**Challenge**. Pull out each line of the records below that contains the string "tower". Case counts.

[Entries from an annotation dataset]

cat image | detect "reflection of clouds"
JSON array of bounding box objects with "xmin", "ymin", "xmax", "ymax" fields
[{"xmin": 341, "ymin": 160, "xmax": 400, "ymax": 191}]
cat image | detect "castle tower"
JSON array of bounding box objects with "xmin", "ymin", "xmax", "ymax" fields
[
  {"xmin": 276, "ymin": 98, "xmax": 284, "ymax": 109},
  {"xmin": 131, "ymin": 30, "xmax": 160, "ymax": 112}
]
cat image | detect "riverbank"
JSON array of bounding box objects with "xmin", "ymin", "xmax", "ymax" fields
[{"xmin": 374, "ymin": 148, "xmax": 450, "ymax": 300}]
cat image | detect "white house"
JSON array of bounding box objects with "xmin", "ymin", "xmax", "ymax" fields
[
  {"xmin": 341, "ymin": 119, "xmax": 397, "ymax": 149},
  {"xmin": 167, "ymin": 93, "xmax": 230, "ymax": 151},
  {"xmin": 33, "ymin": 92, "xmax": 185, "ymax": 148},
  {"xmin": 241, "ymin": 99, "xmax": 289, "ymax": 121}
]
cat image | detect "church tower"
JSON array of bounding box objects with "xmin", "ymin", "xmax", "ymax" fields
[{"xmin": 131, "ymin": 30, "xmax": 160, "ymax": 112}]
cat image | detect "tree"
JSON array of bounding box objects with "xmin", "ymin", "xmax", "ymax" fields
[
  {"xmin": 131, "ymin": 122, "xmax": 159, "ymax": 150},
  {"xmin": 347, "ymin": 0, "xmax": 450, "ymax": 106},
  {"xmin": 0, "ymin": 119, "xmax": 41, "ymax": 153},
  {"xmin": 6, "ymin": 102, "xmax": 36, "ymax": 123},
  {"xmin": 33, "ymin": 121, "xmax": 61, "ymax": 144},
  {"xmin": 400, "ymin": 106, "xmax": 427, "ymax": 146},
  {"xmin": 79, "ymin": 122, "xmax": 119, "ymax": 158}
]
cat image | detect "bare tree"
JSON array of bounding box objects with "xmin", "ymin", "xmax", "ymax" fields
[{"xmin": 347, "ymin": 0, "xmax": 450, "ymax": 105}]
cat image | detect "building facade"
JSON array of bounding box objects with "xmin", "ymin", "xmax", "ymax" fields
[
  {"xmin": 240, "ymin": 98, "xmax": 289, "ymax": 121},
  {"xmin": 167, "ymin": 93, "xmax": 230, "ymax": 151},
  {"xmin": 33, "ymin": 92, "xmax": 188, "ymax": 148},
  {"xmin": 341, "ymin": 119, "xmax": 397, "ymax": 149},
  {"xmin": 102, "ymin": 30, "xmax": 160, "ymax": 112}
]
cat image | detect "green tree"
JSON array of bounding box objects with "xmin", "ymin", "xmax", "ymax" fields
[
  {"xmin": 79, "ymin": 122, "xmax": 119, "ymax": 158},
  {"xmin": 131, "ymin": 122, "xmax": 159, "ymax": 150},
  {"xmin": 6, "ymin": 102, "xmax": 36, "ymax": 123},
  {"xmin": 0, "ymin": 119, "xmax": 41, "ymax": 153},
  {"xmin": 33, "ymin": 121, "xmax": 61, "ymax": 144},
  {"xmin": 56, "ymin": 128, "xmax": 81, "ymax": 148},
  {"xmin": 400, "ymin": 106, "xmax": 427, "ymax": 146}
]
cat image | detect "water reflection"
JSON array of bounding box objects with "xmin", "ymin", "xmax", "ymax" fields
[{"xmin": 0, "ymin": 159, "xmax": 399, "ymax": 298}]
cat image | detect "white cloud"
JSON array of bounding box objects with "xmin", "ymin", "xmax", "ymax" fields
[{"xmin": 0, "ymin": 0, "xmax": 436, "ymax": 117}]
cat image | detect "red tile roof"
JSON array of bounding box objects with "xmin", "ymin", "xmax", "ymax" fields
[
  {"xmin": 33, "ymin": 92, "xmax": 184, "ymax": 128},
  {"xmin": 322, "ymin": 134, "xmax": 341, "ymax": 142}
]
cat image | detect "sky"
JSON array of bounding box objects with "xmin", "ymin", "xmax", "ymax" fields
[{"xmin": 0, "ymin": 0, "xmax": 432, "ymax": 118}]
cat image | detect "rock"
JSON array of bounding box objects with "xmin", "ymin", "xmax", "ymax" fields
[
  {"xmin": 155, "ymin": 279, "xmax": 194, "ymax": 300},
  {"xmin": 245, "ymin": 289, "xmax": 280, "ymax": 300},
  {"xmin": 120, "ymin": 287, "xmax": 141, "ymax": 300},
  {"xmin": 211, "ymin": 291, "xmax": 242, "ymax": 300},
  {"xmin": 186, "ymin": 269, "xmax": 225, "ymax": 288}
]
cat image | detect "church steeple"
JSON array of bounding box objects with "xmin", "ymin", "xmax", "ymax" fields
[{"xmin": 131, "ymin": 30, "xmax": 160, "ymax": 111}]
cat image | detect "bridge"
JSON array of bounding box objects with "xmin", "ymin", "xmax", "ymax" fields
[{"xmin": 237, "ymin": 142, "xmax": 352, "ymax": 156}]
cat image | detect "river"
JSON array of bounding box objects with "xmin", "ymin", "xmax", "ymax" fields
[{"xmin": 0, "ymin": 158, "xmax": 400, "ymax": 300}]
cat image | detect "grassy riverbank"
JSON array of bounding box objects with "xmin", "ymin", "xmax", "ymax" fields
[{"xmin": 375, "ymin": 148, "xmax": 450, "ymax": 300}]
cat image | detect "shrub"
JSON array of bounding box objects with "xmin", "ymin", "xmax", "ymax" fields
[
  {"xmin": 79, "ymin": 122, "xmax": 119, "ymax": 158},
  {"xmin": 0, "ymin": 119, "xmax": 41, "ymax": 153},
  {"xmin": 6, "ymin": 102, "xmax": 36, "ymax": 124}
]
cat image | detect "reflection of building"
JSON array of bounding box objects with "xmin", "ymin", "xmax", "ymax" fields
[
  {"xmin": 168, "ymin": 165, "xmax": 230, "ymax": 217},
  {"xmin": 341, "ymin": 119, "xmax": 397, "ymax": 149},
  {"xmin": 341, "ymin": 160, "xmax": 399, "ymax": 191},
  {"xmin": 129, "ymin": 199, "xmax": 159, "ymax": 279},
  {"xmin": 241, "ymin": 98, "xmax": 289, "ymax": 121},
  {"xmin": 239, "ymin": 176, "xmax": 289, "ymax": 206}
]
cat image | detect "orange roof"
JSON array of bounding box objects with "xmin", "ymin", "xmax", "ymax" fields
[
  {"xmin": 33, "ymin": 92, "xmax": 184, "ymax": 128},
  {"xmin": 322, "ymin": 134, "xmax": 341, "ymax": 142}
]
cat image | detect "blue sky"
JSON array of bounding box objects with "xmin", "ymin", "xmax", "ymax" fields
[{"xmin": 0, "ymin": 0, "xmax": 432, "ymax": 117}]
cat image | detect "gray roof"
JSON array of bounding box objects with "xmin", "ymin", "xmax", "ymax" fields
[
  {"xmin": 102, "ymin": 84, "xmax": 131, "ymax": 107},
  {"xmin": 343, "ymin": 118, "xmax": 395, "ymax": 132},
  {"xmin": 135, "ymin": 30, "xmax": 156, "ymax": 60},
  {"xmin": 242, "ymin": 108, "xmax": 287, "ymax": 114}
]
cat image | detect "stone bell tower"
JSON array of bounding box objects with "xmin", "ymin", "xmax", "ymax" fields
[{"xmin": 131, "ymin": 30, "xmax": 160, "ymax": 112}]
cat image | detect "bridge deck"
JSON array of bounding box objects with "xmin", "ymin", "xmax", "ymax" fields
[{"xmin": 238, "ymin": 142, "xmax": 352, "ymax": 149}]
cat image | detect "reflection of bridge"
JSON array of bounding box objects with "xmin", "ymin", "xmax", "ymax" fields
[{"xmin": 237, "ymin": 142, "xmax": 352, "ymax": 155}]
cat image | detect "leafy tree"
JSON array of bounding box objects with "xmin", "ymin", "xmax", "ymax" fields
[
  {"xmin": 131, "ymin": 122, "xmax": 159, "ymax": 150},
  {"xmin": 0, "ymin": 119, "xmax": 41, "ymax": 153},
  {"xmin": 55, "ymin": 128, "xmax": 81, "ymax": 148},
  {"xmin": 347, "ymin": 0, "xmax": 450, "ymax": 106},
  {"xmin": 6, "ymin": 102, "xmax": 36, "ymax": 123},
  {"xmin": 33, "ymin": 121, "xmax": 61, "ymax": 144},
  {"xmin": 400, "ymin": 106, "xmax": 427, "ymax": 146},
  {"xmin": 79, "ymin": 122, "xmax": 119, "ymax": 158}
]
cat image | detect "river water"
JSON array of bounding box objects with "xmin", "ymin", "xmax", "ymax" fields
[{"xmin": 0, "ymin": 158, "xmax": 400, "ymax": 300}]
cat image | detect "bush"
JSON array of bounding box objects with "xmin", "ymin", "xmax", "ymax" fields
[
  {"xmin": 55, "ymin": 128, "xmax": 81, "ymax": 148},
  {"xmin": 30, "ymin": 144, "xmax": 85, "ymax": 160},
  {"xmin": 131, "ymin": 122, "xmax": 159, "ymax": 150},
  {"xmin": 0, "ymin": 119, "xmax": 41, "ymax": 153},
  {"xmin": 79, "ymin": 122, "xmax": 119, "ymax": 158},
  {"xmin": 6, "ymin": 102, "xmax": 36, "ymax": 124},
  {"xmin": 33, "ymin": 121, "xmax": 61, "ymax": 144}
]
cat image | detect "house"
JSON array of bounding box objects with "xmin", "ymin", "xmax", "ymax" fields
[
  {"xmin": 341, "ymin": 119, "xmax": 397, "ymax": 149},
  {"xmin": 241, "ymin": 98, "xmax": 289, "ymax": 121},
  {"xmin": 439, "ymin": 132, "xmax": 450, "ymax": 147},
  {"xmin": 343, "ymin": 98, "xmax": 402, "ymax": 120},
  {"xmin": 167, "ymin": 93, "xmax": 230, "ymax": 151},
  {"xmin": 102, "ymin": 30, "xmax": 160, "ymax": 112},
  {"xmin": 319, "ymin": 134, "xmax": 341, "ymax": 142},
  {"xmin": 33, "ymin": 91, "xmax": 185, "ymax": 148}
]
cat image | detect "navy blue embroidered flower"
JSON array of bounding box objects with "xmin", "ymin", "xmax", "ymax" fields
...
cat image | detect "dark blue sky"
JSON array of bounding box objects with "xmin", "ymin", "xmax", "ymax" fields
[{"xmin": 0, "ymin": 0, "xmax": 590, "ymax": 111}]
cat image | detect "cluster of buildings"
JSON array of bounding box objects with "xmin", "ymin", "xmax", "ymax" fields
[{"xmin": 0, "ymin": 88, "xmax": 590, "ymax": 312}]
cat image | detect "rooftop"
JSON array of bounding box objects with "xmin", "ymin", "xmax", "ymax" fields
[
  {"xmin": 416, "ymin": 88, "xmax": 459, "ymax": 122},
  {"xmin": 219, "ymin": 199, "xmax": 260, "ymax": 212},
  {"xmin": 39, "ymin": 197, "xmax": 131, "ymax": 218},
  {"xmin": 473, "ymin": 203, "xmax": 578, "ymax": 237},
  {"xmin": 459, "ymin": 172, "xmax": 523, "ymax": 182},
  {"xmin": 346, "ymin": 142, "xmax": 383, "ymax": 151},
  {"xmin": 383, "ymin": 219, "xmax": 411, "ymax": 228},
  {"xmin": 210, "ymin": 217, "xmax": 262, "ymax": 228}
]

**Expected answer**.
cat image | detect "castle tower"
cat image | detect "church tower"
cat image | detect "stone bell tower"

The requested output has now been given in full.